◆ **WRITTEN REQUEST**
Please copy out the records below, swapping every "photo" for "image" and keeping everything else the same. Leave the pictures out.

-*-*-

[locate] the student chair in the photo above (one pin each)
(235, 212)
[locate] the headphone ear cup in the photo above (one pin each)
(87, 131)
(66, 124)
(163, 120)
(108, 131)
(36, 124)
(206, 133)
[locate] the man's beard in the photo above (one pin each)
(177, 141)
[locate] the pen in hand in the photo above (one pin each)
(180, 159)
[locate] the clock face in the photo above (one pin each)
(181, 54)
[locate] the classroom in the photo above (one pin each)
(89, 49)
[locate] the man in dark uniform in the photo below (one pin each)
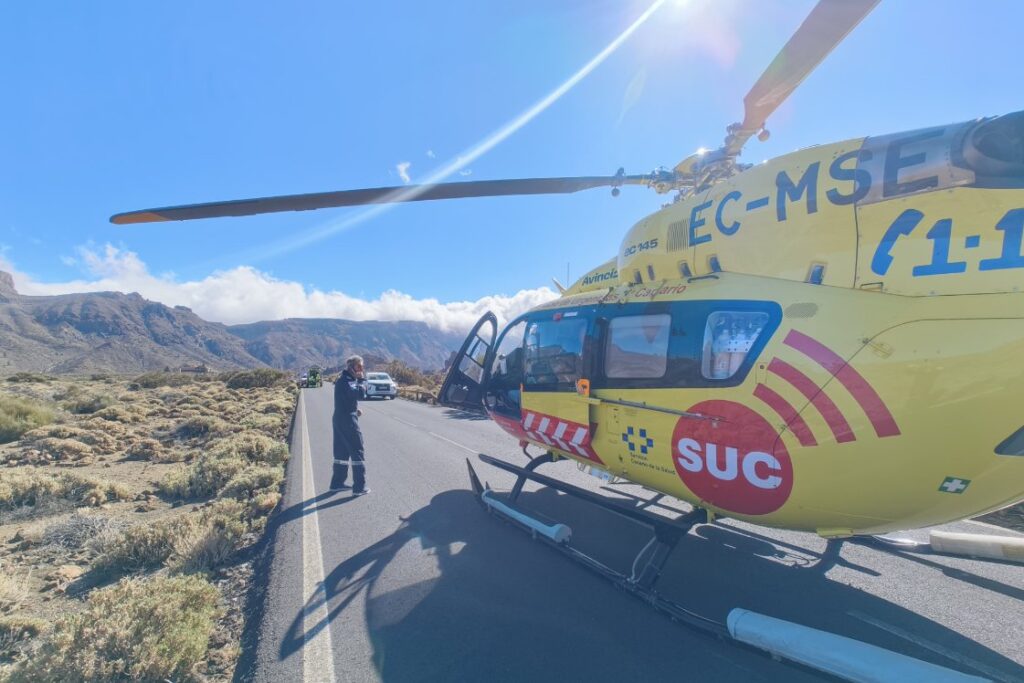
(349, 388)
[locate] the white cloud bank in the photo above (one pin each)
(246, 295)
(402, 168)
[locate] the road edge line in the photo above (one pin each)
(317, 650)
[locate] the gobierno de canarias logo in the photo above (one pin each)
(736, 463)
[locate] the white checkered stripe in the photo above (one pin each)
(569, 436)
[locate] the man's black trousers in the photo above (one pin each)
(348, 452)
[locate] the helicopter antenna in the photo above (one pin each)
(826, 26)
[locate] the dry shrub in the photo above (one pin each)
(18, 416)
(190, 543)
(253, 478)
(154, 380)
(138, 630)
(275, 425)
(260, 377)
(204, 477)
(254, 446)
(145, 449)
(201, 426)
(209, 542)
(15, 630)
(65, 450)
(123, 414)
(139, 547)
(88, 404)
(76, 530)
(86, 434)
(13, 589)
(265, 502)
(22, 488)
(25, 378)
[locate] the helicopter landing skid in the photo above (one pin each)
(646, 566)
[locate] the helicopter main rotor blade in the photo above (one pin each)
(441, 190)
(824, 28)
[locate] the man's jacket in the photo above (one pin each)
(347, 392)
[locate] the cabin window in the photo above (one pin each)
(729, 336)
(554, 352)
(637, 347)
(507, 371)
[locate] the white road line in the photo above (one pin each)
(1001, 529)
(981, 667)
(317, 655)
(456, 443)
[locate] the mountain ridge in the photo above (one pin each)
(111, 332)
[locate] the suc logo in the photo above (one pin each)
(736, 463)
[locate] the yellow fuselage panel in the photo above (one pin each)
(899, 404)
(891, 213)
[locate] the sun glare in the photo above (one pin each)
(472, 154)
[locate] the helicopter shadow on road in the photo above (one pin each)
(456, 414)
(498, 605)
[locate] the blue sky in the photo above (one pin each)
(119, 105)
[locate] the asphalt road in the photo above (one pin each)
(415, 582)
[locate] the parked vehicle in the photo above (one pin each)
(381, 385)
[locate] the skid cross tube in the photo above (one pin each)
(649, 561)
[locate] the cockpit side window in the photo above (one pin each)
(554, 352)
(637, 346)
(729, 336)
(507, 372)
(685, 344)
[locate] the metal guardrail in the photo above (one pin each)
(419, 395)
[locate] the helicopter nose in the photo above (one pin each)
(1013, 444)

-*-*-

◆ **TASK RESPONSE**
[locate] the student chair in the image above (one pin each)
(235, 212)
[locate] the headphone ear cup in the image above (one pin each)
(87, 131)
(66, 124)
(163, 120)
(108, 131)
(36, 124)
(206, 133)
[locate] the man's beard in the image above (one pin each)
(177, 141)
[locate] the pen in hand in the image above (one pin each)
(180, 159)
[locate] the clock face in the image above (one pin each)
(181, 54)
[locate] the classroom in the image above (one pin each)
(89, 49)
[locate] the man in dark uniform in the image below (one pin each)
(349, 388)
[locate] the white cloud bank in the image above (one pin each)
(246, 295)
(402, 168)
[locate] the road edge line in the image above (one pin each)
(317, 650)
[locate] the gobierno de canarias logo in the image above (one pin each)
(736, 463)
[locate] the white checkered stripe in the image above (one pin each)
(569, 436)
[locate] the man's black trousers in the image above (one pin each)
(348, 452)
[locate] the helicopter antenna in the image above (one pin each)
(826, 26)
[locate] the dry shrub in the image above (one pin each)
(18, 416)
(190, 543)
(253, 478)
(154, 380)
(138, 630)
(275, 425)
(260, 377)
(204, 477)
(254, 446)
(145, 449)
(201, 426)
(209, 542)
(15, 630)
(65, 450)
(123, 414)
(139, 547)
(88, 404)
(76, 530)
(86, 434)
(13, 589)
(265, 502)
(22, 488)
(25, 378)
[locate] the helicopter landing skid in the image above (one pin each)
(646, 566)
[locate] the helicopter main rotor blade in the image above (one pin each)
(441, 190)
(824, 28)
[locate] the man's jacket in the image above (one pin each)
(347, 392)
[locate] the cabin window in the image above (one pin each)
(729, 336)
(554, 352)
(637, 347)
(507, 371)
[locate] the white road line in the image above (one pin each)
(1001, 529)
(981, 667)
(317, 655)
(456, 443)
[locate] the mountain ridge in the image above (one pin each)
(111, 332)
[locate] the suc logo in the image above (one pin each)
(736, 463)
[locate] the yellow fuselage panel in the image above (one pin each)
(899, 404)
(891, 213)
[locate] the sun glare in the image above (one pin each)
(472, 154)
[locate] the helicopter shadow on road in the image above (one pin each)
(456, 414)
(498, 605)
[locate] the blue sky in the image above (one pin each)
(119, 105)
[locate] the asphalt road in the image above (one pin each)
(415, 582)
[locate] the parked vehicle in the image above (one pin each)
(381, 385)
[locate] the skid cross tube in the image above (one pin each)
(649, 561)
[locate] the cockpit side window in the image above (one pin each)
(554, 352)
(637, 346)
(729, 336)
(507, 372)
(685, 344)
[locate] the metal guardrail in the image above (one pin each)
(419, 395)
[locate] the helicopter nose in the image above (one pin each)
(1013, 444)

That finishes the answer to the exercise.